BEGIN

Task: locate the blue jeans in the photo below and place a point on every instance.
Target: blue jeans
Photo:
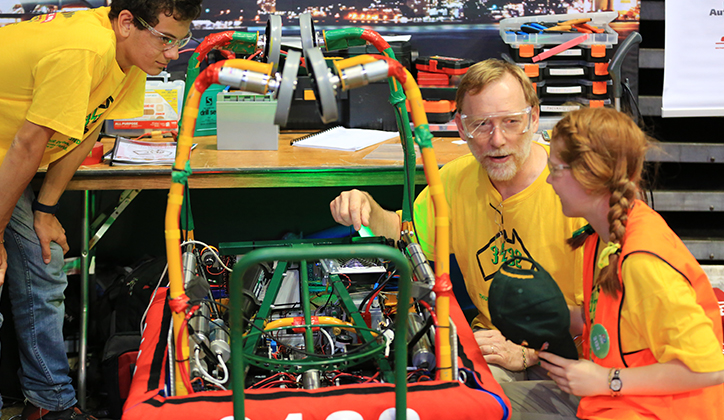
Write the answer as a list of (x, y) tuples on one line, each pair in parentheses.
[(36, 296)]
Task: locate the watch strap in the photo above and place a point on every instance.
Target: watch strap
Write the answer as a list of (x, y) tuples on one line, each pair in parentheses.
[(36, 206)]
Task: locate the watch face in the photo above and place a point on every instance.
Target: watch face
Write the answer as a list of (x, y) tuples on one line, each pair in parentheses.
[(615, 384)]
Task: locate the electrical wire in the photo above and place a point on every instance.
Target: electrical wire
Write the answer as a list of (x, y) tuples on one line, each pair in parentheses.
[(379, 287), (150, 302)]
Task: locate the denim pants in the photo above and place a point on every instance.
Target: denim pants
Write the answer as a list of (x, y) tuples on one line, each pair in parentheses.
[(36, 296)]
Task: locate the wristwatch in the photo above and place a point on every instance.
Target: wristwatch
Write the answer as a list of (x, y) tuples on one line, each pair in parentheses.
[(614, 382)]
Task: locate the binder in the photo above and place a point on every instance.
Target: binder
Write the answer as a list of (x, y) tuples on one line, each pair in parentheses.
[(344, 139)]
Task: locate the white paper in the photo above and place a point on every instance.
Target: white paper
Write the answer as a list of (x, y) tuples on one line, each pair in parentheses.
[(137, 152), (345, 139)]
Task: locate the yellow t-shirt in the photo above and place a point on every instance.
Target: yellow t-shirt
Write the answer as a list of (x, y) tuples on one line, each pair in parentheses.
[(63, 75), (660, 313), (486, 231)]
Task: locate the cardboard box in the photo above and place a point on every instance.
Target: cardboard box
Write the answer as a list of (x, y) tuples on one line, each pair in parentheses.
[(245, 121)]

END

Exercise directions> Write only the number of lines in the material above where the string "cardboard" occurs.

Written response> 2